WHAT THE TASK ASKS: Return the listing beneath precisely, with every line intact.
.....
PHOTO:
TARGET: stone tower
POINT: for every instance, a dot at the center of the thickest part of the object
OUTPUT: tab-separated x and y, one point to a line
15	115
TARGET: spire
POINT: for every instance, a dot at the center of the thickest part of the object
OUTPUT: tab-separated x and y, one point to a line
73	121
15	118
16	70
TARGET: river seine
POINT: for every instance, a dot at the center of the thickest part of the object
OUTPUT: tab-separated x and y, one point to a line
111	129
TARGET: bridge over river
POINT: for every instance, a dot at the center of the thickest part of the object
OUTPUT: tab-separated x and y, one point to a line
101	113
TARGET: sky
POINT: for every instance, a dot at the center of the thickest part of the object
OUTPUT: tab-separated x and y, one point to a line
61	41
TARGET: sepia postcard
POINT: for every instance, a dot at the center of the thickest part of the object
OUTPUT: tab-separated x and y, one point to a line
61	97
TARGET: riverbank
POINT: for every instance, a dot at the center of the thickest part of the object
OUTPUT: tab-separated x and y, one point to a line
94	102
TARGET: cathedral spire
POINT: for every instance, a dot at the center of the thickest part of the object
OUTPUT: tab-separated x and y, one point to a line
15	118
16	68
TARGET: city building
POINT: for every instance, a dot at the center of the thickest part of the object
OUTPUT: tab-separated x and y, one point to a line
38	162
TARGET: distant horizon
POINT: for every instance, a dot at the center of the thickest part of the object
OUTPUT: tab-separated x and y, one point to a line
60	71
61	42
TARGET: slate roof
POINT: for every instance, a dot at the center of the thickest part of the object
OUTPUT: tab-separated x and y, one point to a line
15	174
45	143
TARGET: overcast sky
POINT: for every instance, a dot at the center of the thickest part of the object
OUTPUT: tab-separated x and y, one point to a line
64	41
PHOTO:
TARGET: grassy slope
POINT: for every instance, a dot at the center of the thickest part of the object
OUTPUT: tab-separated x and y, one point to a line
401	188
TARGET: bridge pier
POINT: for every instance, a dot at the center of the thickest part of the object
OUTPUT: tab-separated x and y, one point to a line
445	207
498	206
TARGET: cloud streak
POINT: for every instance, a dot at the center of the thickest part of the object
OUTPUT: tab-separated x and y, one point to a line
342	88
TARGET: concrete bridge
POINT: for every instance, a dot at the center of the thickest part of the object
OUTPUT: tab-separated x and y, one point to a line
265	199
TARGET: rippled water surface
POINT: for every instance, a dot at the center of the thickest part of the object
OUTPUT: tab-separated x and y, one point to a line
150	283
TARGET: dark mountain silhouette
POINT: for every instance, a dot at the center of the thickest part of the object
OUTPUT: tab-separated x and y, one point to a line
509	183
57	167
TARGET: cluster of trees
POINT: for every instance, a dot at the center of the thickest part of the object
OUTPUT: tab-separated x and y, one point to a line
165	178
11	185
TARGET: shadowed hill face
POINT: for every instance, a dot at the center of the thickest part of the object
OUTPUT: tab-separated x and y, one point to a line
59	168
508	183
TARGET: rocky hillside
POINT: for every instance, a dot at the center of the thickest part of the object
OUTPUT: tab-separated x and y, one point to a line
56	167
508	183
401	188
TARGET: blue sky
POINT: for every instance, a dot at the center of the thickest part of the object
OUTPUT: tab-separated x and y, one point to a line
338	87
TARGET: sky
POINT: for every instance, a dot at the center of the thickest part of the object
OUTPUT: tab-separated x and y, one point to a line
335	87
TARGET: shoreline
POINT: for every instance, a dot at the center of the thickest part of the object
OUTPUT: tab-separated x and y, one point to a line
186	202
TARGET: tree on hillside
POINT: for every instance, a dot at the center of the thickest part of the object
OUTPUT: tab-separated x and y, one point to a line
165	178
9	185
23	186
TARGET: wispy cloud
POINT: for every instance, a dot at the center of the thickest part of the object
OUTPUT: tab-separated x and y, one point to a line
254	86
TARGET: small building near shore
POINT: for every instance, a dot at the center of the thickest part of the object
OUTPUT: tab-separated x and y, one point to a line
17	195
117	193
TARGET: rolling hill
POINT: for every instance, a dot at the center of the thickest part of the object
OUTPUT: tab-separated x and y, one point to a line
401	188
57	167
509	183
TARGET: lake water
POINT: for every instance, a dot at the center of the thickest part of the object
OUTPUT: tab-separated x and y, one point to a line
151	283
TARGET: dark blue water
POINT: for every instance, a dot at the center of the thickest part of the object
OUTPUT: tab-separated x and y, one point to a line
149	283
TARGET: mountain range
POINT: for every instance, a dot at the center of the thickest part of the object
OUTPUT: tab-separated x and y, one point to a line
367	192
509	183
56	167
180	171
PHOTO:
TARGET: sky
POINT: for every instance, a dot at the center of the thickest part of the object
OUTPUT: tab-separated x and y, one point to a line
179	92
.....
RESPONSE TO THE TASK:
PHOTO:
TARGET: stone tower
POINT: for every instance, a dot at the center of the thickest part of the object
OUTPUT: tab-separated x and y, one point to a line
15	115
TARGET: spire
POINT: for every instance, a dot at the center of the thickest part of the object
OUTPUT: tab-separated x and y, one point to a line
73	121
15	118
16	70
TARGET: river seine
POINT: for every instance, a dot at the center of the thickest part of the object
OUTPUT: tab-separated x and y, one point to a line
111	129
TARGET: bridge over river
POINT: for every instance, a dot at the center of the thickest part of the object
OUTPUT: tab-separated x and y, one point to a line
101	113
TARGET: sky
POINT: for every instance, a dot at the center of the thickest part of the object
OUTPUT: tab-separated x and y, one point to a line
61	41
TARGET: sepia postcard
POINT: for every instance, a dot at the center of the thickest part of the object
OUTPUT: tab-separated x and y, one point to a line
61	97
TARGET: riverbank
POINT: for every instance, a dot at the center of the thickest part of the object
OUTPUT: tab-separated x and y, one point to a line
94	102
TARGET: cathedral spire
POINT: for every instance, a dot at the center of the thickest part of the object
OUTPUT: tab-separated x and y, one point to a line
15	118
16	68
TARGET: city building
POINT: for every instance, a dot at the center of the thickest part of the object
OUTPUT: tab-separated x and y, one point to a line
38	162
TARGET: distant horizon
POINT: for every instance, a dot at the center of the thickest part of the object
OUTPUT: tab-separated x and y, one point to a line
60	71
61	42
TARGET: slate roof
POINT: for every instance, a dot at the center of the thickest part of the object
OUTPUT: tab-separated x and y, one point to a line
15	174
45	143
TARGET: overcast sky
POINT: for every instance, a dot at the center of the thickest part of the object
OUTPUT: tab-separated x and y, one point to a line
64	41
PHOTO:
TARGET: grassy slope
POINT: for every instance, a dot at the center of the thickest part of the object
OUTPUT: tab-separated x and y, one point to a line
401	188
TARGET: bridge pier
POINT: for every instance, a dot at the center of the thickest part of the object
OUTPUT: tab-separated x and y, one point to a line
445	207
498	206
TARGET: cloud streak
POINT: for every instance, a dot at the center of the thickest part of the object
OUTPUT: tab-separated x and y, one point to a line
342	88
TARGET: concrete bridge
POINT: for every instance, a dot at the center of the thickest part of the object
OUTPUT: tab-separated x and y, one point to a line
265	199
TARGET: rippled water surface
POINT: for every instance, a dot at the center of the thickest part of the object
OUTPUT: tab-separated x and y, one point to a line
150	283
TARGET: dark mountain silhouette
POINT: for every instance, a dot at the center of the thickest part of the object
OUTPUT: tab-separated x and y, one point to a line
509	183
57	167
TARGET: cluster of trees
POINT: for every instance, a dot at the center of the thickest part of the object
OUTPUT: tab-separated x and y, one point to a line
165	178
11	185
TARGET: shadowed hill face
POINT: for every instance, a dot at the center of the thickest part of the object
OUTPUT: tab-separated x and y, one point to a line
59	168
508	183
TARGET: rocky hillside
POINT: for every instance, a dot at the center of the thickest part of the object
OUTPUT: tab-separated x and y, one point to a line
56	167
508	183
401	188
TARGET: blue sky
POINT: for every instance, a dot at the center of the thickest part of the object
OUTPUT: tab-separated x and y, one point to a line
338	87
TARGET: sky
POINT: for every instance, a dot at the center of the thickest part of the object
OUTPUT: tab-separated x and y, one point to a line
335	87
TARGET: shoreline
POINT: for every instance, a dot at the center of the thickest part of the object
OUTPUT: tab-separated x and y, one point to a line
186	202
TARGET: tree on hillside
POINT: for every instance, a dot at the center of the thickest part of the object
OUTPUT: tab-separated x and y, one point to a line
165	178
9	185
23	186
TARGET: wispy cloud
POINT: for every instance, a dot at the center of the thickest part of the object
OUTPUT: tab-separated x and y, one point to a line
254	86
TARGET: small building near shore
POINT: for every instance, a dot at the center of the thickest part of the object
OUTPUT: tab-separated x and y, one point to a line
17	195
117	193
TARGET: rolling hill
POINT: for every instance, a dot at the center of the thickest part of the object
OUTPUT: tab-separated x and y, one point to a line
401	188
57	167
509	183
TARGET: lake water
POINT: for every instance, a dot at the center of the thickest part of the object
OUTPUT: tab-separated x and y, one point to a line
151	283
TARGET: dark blue water
POINT: for every instance, a dot at the center of the thickest part of the object
OUTPUT: tab-separated x and y, one point to a line
149	283
TARGET: mountain range
POINT: for every instance, a dot at the center of the thickest part of the object
OUTPUT: tab-separated x and y, one point to a line
367	192
509	183
56	167
180	171
PHOTO:
TARGET: sky
POINT: for every instance, a dot at the center of the thickest part of the object
OUTPUT: tab-separated x and y, one point to a line
179	92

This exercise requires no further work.